Work required.
Output each entry in full so that the result matches the data exactly.

Source records:

· · · ·

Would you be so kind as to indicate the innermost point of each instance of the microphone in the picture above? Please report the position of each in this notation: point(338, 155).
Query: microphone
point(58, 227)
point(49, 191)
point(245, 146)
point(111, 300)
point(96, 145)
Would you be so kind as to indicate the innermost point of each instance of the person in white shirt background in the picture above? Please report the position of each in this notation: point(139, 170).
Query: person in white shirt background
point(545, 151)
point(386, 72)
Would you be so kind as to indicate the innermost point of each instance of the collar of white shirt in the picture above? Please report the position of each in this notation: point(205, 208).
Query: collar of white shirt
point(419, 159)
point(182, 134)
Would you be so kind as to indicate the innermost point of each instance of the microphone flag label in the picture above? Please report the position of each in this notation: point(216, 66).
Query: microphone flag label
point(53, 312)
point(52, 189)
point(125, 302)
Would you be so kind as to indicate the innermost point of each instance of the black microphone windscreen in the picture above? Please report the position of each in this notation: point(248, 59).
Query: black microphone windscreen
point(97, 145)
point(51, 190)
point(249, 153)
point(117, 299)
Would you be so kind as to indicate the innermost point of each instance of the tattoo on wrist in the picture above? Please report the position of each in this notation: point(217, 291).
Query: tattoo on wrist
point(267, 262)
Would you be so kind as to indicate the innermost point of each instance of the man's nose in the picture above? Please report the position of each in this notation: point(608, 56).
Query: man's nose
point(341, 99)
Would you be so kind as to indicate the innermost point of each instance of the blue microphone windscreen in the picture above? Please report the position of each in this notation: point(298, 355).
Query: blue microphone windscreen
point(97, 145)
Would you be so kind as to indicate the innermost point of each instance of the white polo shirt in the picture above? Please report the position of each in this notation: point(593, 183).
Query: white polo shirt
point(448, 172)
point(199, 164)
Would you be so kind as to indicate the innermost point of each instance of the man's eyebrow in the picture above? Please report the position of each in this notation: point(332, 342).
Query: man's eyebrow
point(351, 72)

· · · ·

Exercise answer.
Would you be so kind as to indicate the innermost point of each instance of the microphone in the picture above? Please report the position of each in this notation: point(338, 155).
Query: microphone
point(58, 227)
point(49, 191)
point(245, 146)
point(111, 300)
point(96, 145)
Would you be so kind as to indicate the innermost point of each instance of the person in white shirt background in the picture above? Please report the position of each in this notation: point(139, 170).
Query: person in white shirt background
point(545, 151)
point(386, 72)
Would you be so kind as to indicate the innermost point of each instance of the collar of white shirt in the picture above? Please report the position of each in this notation: point(205, 208).
Query: collar of white shirt
point(419, 159)
point(182, 134)
Would you be so kind as to indicate the innermost point of each instance of the microphone flag label in the picture above? Please report the position of each in this notation: point(216, 66).
Query: microphone flag label
point(53, 312)
point(52, 189)
point(125, 302)
Would you be so kind as to indicate the innermost point of each instance of the black microphone windscreen in the picture above? Please report the position of each in this notation: point(248, 59).
Query: black microphone windscreen
point(97, 145)
point(51, 190)
point(249, 153)
point(117, 299)
Would you be so kind as to indicate the innermost point of each instance of the tattoo on wrist in the picture above? Please report the position of each in this notation: point(217, 291).
Query: tattoo on wrist
point(267, 262)
Would you be so kind as to indicate the innermost point of each instance of the man's nose in the picture above? Please report the position of each in this notation: point(608, 56).
Query: man's nose
point(341, 99)
Would you be so kind as to indicate the innermost point of each instance of the blue microphone windscreen in the picture above? Please report the position of each in this notation: point(298, 355).
Query: blue microphone windscreen
point(97, 145)
Would you be so kind as to indicate the innermost point of each instance of the white polo shirt in the picture above? Please report the position of each in this notation: point(593, 183).
Query: white polo shirt
point(448, 172)
point(199, 164)
Would you be so kind as to indicate the innermost point of each instance of the man's eyebrow in the picture above? Please report the position of each in this notation: point(332, 342).
Query: man's eyebrow
point(351, 72)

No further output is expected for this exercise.